[Begin Provided information]

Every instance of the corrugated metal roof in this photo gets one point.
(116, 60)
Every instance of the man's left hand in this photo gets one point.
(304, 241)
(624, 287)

[End Provided information]

__Given request__
Rewrite all of the records above, substituting "Each instance" for every occurrence of "Every instance" and leaving everything else unchanged.

__Task output__
Each instance of the corrugated metal roof in this photo gets one point.
(116, 60)
Each instance of the man's left hand in this photo gets one point.
(304, 241)
(624, 287)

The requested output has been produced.